START PAGE TEXT
My grandmother kept a diary of facts about her children so it’s here we discovered the most interesting nuggets of his early years. My father, Donald Thomas Bovaird, was born on December 17, 1928. In her carefully written, distinctive script we found my grandmother’s comments, “Baby Donald Thomas weighed 10 lbs. at birth, 12 at 3 wks., 20 lbs. at 4 mos.” At 4 months, he was learning to sit alone. The third of as many boys and seven children total, he was the first to start teething. “At 5 months, he got his first tooth and his second at 5½ months. By 6 1/2 months, he had gotten 5 of his teeth and at 8 months, 8 teeth.”

As a baby, he loved to eat and my grandmother wrote that he was “awfully fat” as a toddler. Dad retained this enthusiasm for eating his whole life long. Because he always worked very hard, he kept trim although he stubbornly ate whatever and however much he wanted of any given food. Mulish about his eating habits, it is how I most remember him. He liked just about everything and he almost always had seconds. A few years ago when doctors thought he had a heart attack, they checked the fat content of his heart and to their astonishment, found only 5 % blockage. He was by far one of the healthiest patients his age they’d ever seen. In the end, they determined he hadn’t suffered a heart attack at all. He’d simply pulled a muscle!
END PAGE TEXT
▶ [WHAT YOU NEED TO DO]
A) List each teething milestone that the grandmother's diary records in the passage about Donald Thomas Bovaird, giving the age for each.
B) Go on with the passage about Donald Thomas Bovaird, picking up after its final sentence.
START EXTRACTED INFORMATION
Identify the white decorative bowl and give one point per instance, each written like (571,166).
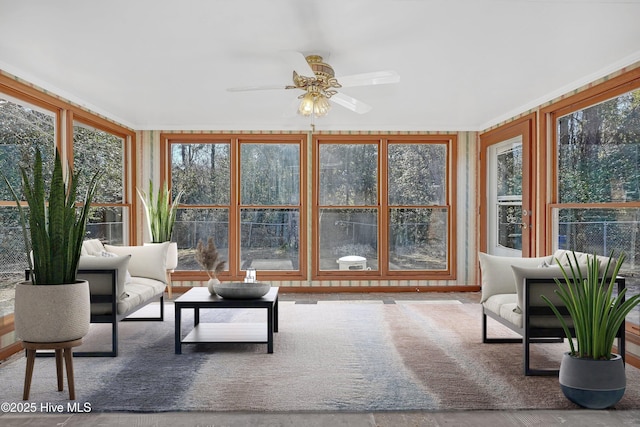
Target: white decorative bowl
(241,290)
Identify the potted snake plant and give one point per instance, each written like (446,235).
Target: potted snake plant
(53,306)
(590,374)
(161,213)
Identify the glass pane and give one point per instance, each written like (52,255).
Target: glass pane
(509,225)
(95,150)
(509,174)
(270,174)
(348,233)
(193,225)
(418,239)
(600,231)
(203,172)
(348,174)
(22,129)
(270,239)
(417,174)
(13,258)
(107,224)
(598,152)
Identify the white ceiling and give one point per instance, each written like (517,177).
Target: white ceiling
(463,64)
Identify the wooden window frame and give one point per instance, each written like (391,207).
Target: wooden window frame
(234,272)
(383,208)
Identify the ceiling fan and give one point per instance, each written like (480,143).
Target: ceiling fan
(318,82)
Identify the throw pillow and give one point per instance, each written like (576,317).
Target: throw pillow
END EXTRACTED INFORMATION
▶ [TASK-BY-TASK ANSWERS]
A)
- First tooth at 5 months
- Second tooth at 5½ months
- 5 teeth by 6½ months
- 8 teeth at 8 months

B)
Grandma Florence also recorded that my father sat alone between 5 and 6 months old but that he still didn’t know how to “catch his head” when he fell. She commented that he didn’t creep much, but pulled himself up by his knees in his bed and carriage. At about 8 months, he started to creep, first on his stomach then on his hands and knees, finally hands and feet “and he surely can fly the last way!” At 10 months he started walking. “He goes nearly across the floor before losing his balance” she wrote. My father loved to “figure things out” by trial and error, it seems even as a baby in learning to walk.

I think my father has always been both independent and content. My grandmother’s remarks confirmed what I’d always thought about him. “I feed him and put him in his bed at about 11 am and he goes to sleep by himself. Sometimes I leave him sitting up in bed playing and he lies down himself. The other boys would never do that.” My father always seemed in calm and in control of his world.

On July 15th, 1928 both my uncle Byron and my father were baptized by Reverend Tait at the nearby Presbyterian church. In an account that seemed to both exasperate and amuse my grandmother she writes, “As usual, Rev. Tait made a mistake. Called Byron “Donald Kearney” [using my grandmother’s maiden name] and the baby – Donald Thomas.”

My grandmother described my father as a “home boy” and wrote “He’s so much better at playing by himself than the other boys were.” Perhaps it’s this ease in being by himself that led him to accomplish the goals he did in his life, building up unusual businesses. My father developed fortitude at an early age.

“He tries to say nearly everything if I insist on it,” she annotated. I noticed he also developed leadership traits at an early age. After watching my father try to put wood in the family woodstove, my uncle Alan, then just a year old, imitated him. My father loved to take charge of things.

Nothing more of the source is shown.